_Document extract_.
========

William C. Rank (June 8, 1904 – May 20, 1979) was an American jazz trombonist.

Rank was born in Lafayette, Indiana, United States, and initially worked in Indiana and Florida. In 1922, Rank played trombone in Tade's Singing Orchestra, which was led by violinist, Tade Dolen.  Between 1923 and 1927 he played with Jean Goldkette's band in Detroit and often recorded with Bix Beiderbecke. After playing with Adrian Rollini in 1927 and a period as a freelance, Rank joined Paul Whiteman's band, and stayed until 1938. He was then a studio musician in Hollywood into the early 1940s, when he moved to Cincinnati. There, he led a tenet for the rest of the 1940s.

Rank then changed to playing part-time while also working in insurance. His one album as a leader, a tribute to Beiderbecke, was recorded in 1973. Rank continued playing until a short time before his death, on May 20, 1979, in Cincinnati.

========

Source records
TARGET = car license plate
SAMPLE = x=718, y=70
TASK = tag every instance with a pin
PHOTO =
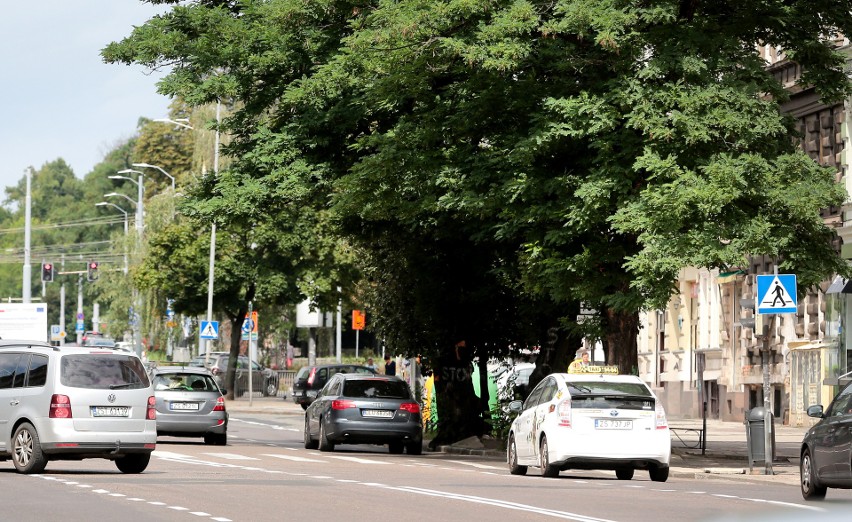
x=110, y=411
x=382, y=414
x=183, y=406
x=609, y=424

========

_Problems and tasks_.
a – Could you set down the William C. Rank biography word for word, from "Rank was born" up to and including "1979, in Cincinnati."?
b – Resume the William C. Rank biography from the point where it ends.

_Answers_.
a –
Rank was born in Lafayette, Indiana, United States, and initially worked in Indiana and Florida. In 1922, Rank played trombone in Tade's Singing Orchestra, which was led by violinist, Tade Dolen.  Between 1923 and 1927 he played with Jean Goldkette's band in Detroit and often recorded with Bix Beiderbecke. After playing with Adrian Rollini in 1927 and a period as a freelance, Rank joined Paul Whiteman's band, and stayed until 1938. He was then a studio musician in Hollywood into the early 1940s, when he moved to Cincinnati. There, he led a tenet for the rest of the 1940s.

Rank then changed to playing part-time while also working in insurance. His one album as a leader, a tribute to Beiderbecke, was recorded in 1973. Rank continued playing until a short time before his death, on May 20, 1979, in Cincinnati.

b –
Discography

As leader
Bix's Gang Lives (Fat Cat's Jazz)

As sideman
With Bix Beiderbecke
At the Jazz Band Ball (Okeh Records)
Goose Pimples (Okeh Records)
Jazz Me Blues (Okeh Records)
Louisiana (Okeh Records)
Margie (Okeh Records)
Ol' Man River (Okeh Records)
Rhythm King (Okeh Records)
Royal Garden Blues (Okeh Records)
Since My Best Gal Turned Me Down (Okeh Records)
Somebody Stole My Gal (Okeh Records)
Sorry (Okeh Records)
Thou Swell (Okeh Records)
Wa-Da-Da (Everybody's Doin' It Now) (Okeh Records)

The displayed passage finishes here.